* **Saved entries**

· · ·

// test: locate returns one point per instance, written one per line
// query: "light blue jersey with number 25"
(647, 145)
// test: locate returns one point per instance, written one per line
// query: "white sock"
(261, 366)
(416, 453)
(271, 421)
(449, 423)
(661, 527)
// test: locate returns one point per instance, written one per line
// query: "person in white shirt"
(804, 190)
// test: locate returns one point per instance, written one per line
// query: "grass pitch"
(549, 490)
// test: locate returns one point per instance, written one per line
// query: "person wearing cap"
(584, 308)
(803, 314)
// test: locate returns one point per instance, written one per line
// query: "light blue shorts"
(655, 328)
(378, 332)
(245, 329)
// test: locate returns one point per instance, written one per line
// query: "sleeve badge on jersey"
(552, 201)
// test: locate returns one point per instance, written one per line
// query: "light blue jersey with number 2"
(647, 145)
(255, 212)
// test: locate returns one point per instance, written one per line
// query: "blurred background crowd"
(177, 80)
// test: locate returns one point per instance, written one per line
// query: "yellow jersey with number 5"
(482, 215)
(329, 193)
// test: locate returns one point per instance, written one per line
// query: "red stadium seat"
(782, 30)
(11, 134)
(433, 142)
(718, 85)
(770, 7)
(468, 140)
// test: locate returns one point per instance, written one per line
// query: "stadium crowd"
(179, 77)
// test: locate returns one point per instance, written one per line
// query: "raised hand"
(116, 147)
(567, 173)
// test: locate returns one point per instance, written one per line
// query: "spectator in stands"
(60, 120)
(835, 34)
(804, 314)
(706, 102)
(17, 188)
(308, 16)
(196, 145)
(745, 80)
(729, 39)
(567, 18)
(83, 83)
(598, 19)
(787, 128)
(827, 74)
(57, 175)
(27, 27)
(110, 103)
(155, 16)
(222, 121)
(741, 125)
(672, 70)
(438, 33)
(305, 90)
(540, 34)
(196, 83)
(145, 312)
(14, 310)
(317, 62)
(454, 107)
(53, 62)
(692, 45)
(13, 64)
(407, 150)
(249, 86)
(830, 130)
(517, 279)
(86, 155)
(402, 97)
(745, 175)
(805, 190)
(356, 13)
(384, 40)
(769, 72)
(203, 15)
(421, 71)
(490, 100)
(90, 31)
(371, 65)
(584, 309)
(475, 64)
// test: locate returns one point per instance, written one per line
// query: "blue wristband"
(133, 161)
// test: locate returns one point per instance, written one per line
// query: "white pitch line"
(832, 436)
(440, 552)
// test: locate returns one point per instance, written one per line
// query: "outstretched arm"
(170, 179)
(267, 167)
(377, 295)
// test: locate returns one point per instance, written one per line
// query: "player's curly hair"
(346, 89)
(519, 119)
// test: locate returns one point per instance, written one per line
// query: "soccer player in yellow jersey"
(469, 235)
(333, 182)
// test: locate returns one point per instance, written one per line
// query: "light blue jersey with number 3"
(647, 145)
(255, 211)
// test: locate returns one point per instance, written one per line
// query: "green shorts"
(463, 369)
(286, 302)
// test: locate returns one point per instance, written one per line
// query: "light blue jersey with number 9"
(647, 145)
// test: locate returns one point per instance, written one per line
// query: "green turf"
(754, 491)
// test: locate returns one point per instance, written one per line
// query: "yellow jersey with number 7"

· · ·

* **Task description**
Repeat each entry exactly.

* **Problem solution**
// test: locate returns one point per instance, written one per line
// query: "light blue jersey with number 25"
(647, 145)
// test: locate returns one point per instance, written one per line
// query: "white sock"
(261, 366)
(416, 453)
(271, 421)
(449, 423)
(661, 527)
// test: locate returns one point per instance, written one per line
// query: "person in white shirt"
(804, 190)
// test: locate returns one point per instance, written one per line
// query: "grass pitch"
(549, 490)
// test: locate returns one point per instance, written one per line
// query: "person wearing cap"
(584, 308)
(803, 314)
// test: locate returns one point per instance, written one per line
// query: "light blue shorts"
(655, 328)
(378, 332)
(245, 329)
// test: locate returns one point per instance, written one per line
// query: "sleeve badge on jersey"
(552, 201)
// test: locate returns one point per instance, written one per line
// query: "light blue jersey with number 2"
(647, 145)
(255, 212)
// test: locate returns one point per instance, written one per line
// query: "blurred background crowd"
(177, 80)
// test: locate returns one point per instance, written one per line
// query: "yellow jersey with number 5"
(482, 215)
(329, 193)
// test: locate returns one point per instance, written one per line
// query: "red stadium seat"
(782, 30)
(11, 134)
(433, 142)
(718, 85)
(770, 7)
(468, 140)
// test: locate returns one point per instance, written one per line
// query: "stadium crowd"
(179, 77)
// test: locate returns one point per instance, written one per line
// query: "raised hand"
(116, 147)
(567, 173)
// test: locate returns one point per instance, written one per line
// query: "spectator in stands"
(60, 120)
(835, 34)
(804, 314)
(706, 102)
(17, 188)
(308, 16)
(196, 145)
(745, 80)
(729, 39)
(567, 18)
(83, 83)
(598, 19)
(787, 128)
(827, 74)
(57, 175)
(27, 27)
(110, 103)
(155, 16)
(222, 121)
(741, 125)
(672, 70)
(438, 33)
(305, 90)
(540, 34)
(196, 83)
(145, 312)
(14, 310)
(317, 62)
(454, 107)
(53, 62)
(692, 45)
(13, 64)
(407, 150)
(249, 86)
(830, 130)
(517, 279)
(86, 155)
(402, 97)
(745, 175)
(805, 190)
(356, 13)
(384, 40)
(769, 72)
(203, 15)
(421, 71)
(490, 100)
(90, 31)
(371, 65)
(584, 309)
(475, 64)
// test: locate returns one point per instance, written one per line
// query: "blue wristband"
(133, 161)
// test: locate returns one point per instance, written one per line
// query: "white pitch line"
(832, 436)
(440, 552)
// test: locate returns one point per instance, written one per line
// query: "outstretched arm"
(170, 179)
(267, 167)
(377, 295)
// test: locate returns one point per instance, written one per line
// query: "player's curly hair"
(346, 89)
(519, 119)
// test: locate returns one point per instance, written one per line
// query: "soccer player in yellow jersey"
(469, 235)
(333, 182)
// test: locate returns one point per instance, written one per line
// query: "light blue jersey with number 3"
(647, 145)
(255, 211)
// test: locate returns one point per instance, written one per line
// query: "green shorts"
(463, 369)
(286, 302)
// test: locate returns one point per instance, written one per line
// query: "light blue jersey with number 9"
(647, 145)
// test: locate returns one point per instance, written one per line
// query: "green turf"
(754, 491)
// test: locate returns one point per instance, written one per line
// query: "yellow jersey with number 7"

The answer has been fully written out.